Excerpts of bounding box data:
-- Begin --
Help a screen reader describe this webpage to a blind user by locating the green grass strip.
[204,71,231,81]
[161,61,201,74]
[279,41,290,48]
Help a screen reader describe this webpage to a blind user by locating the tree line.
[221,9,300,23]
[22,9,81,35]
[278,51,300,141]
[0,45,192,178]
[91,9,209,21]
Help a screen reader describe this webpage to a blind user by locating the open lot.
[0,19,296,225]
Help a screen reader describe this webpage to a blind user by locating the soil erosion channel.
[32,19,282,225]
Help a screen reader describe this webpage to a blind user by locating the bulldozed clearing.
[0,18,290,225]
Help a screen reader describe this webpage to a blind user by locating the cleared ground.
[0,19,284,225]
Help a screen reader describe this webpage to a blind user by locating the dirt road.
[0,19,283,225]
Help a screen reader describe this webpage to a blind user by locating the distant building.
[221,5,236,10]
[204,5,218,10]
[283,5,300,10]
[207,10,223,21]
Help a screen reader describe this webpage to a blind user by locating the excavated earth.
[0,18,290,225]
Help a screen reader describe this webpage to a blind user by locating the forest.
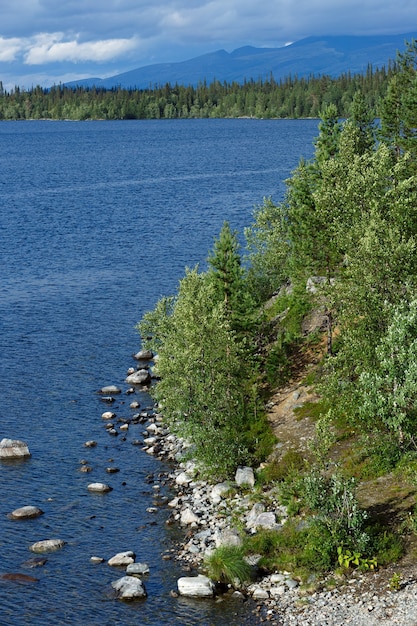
[138,41,417,579]
[0,62,395,120]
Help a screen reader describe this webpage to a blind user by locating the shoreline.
[138,402,417,626]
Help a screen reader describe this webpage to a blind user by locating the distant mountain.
[66,33,417,89]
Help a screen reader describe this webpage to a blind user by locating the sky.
[0,0,417,89]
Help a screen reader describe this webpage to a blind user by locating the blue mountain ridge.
[65,33,417,89]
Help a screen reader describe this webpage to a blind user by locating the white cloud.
[24,33,138,65]
[0,37,22,62]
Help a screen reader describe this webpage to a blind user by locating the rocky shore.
[139,402,417,626]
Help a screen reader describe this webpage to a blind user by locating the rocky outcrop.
[9,505,43,519]
[0,439,31,459]
[107,550,136,567]
[177,574,214,598]
[126,369,151,385]
[111,576,147,600]
[87,483,113,493]
[29,539,65,552]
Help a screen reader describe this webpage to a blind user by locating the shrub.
[204,546,252,587]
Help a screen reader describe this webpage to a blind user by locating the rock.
[252,587,269,600]
[99,385,122,396]
[175,472,192,486]
[215,528,243,548]
[9,505,43,519]
[29,539,65,552]
[126,369,151,385]
[210,482,231,504]
[246,502,265,528]
[101,411,116,420]
[133,350,153,361]
[126,563,149,576]
[0,573,39,583]
[87,483,112,493]
[0,439,31,459]
[235,467,255,487]
[252,513,281,530]
[23,556,48,568]
[90,556,104,564]
[111,576,147,600]
[107,550,136,567]
[177,574,214,598]
[181,509,199,526]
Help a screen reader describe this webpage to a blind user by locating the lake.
[0,119,318,626]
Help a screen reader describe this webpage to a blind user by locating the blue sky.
[0,0,417,89]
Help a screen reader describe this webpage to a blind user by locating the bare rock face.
[87,483,112,493]
[177,574,214,598]
[111,576,147,600]
[0,439,31,459]
[134,350,153,361]
[9,505,43,519]
[29,539,65,552]
[126,370,151,385]
[107,550,136,567]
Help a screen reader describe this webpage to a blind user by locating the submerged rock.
[29,539,65,552]
[9,505,43,519]
[0,439,31,459]
[133,350,153,361]
[111,576,147,600]
[177,574,214,598]
[87,483,112,493]
[107,550,136,567]
[126,369,151,385]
-- End --
**Task prompt**: Could you transcribe every line of the listing above word for word, leaving out the picture?

**Written answer**:
Help a screen reader describe this webpage to a blind user by locating the green grass strip.
[204,71,231,81]
[161,61,201,74]
[279,41,290,48]
Help a screen reader describe this webpage to a blind user by locating the tree line.
[221,9,300,23]
[22,9,81,35]
[278,51,300,141]
[0,45,192,178]
[91,9,209,21]
Help a screen reader describe this webpage to a blind user by locating the open lot.
[0,19,296,225]
Help a screen reader describe this webpage to a blind user by locating the soil erosion channel.
[32,19,282,225]
Help a screen reader describe this webpage to a blind user by locating the bulldozed clearing.
[0,18,290,225]
Help a screen reader describe this webpage to a blind user by locating the cleared ground.
[0,19,284,225]
Help a screen reader describe this webpage to a blind user by locating the dirt road.
[0,19,283,225]
Help a screen reader describe this webpage to a blind user by locating the distant building.
[221,5,236,10]
[204,5,218,10]
[283,5,300,10]
[207,10,223,21]
Help a screen reader describe this webpage to a blind user by locating the excavated earth.
[0,18,290,225]
Help a screen reader describe this webpage to a blind user by locating the forest.
[138,41,417,579]
[0,62,395,120]
Help a screen reader describe this webpage to a blind user by locating the shoreline.
[138,402,417,626]
Help a screen reader describe this webpage to a blind user by locating the distant mountain.
[66,33,417,89]
Help a screen reader describe this webpage to a blind user by locating the sky.
[0,0,417,89]
Help a screen reader describe this webpage to a blind user by locating the blue mountain ridge.
[65,33,417,89]
Help a screen reader describe this webpage to a blind user by locating the white cloud.
[24,33,138,65]
[0,37,22,62]
Help a screen reader describe this webpage to a blind user by locating the rocky shore.
[139,402,417,626]
Help a screen reader describe this webpage to a blind user by locating the rocky outcrop.
[9,505,43,519]
[0,439,31,459]
[107,550,136,567]
[177,574,214,598]
[126,369,151,385]
[111,576,147,600]
[87,483,113,493]
[29,539,65,552]
Help a screen reader describe this webpage to a blind user by locating the shrub.
[204,546,252,587]
Help a screen reader describe this webpage to a blind user by locating the rock.
[252,587,269,600]
[99,385,122,396]
[175,472,192,486]
[215,528,243,548]
[9,505,43,519]
[29,539,65,552]
[126,369,151,385]
[210,482,231,504]
[246,502,265,528]
[101,411,116,420]
[133,350,153,361]
[126,563,149,576]
[0,573,39,583]
[87,483,112,493]
[0,439,31,459]
[235,467,255,487]
[252,513,281,530]
[23,556,48,568]
[90,556,104,564]
[111,576,147,600]
[107,550,136,567]
[177,574,214,598]
[181,509,199,526]
Help a screen reader describe this webpage to a blind user by locating the lake.
[0,119,318,626]
Help a screen reader describe this webpage to a blind user by locating the blue sky.
[0,0,417,89]
Help a screen reader describe this webpage to a blind user by locating the bare rock face.
[87,483,112,493]
[177,574,214,598]
[111,576,147,600]
[0,439,31,459]
[134,350,153,361]
[9,505,43,519]
[29,539,65,552]
[126,370,151,385]
[107,550,136,567]
Help a screen reader describe this webpage to a blind user by locating the submerged rock.
[29,539,65,552]
[9,505,43,519]
[0,439,31,459]
[133,350,153,361]
[111,576,147,600]
[177,574,214,598]
[87,483,112,493]
[107,550,136,567]
[126,369,151,385]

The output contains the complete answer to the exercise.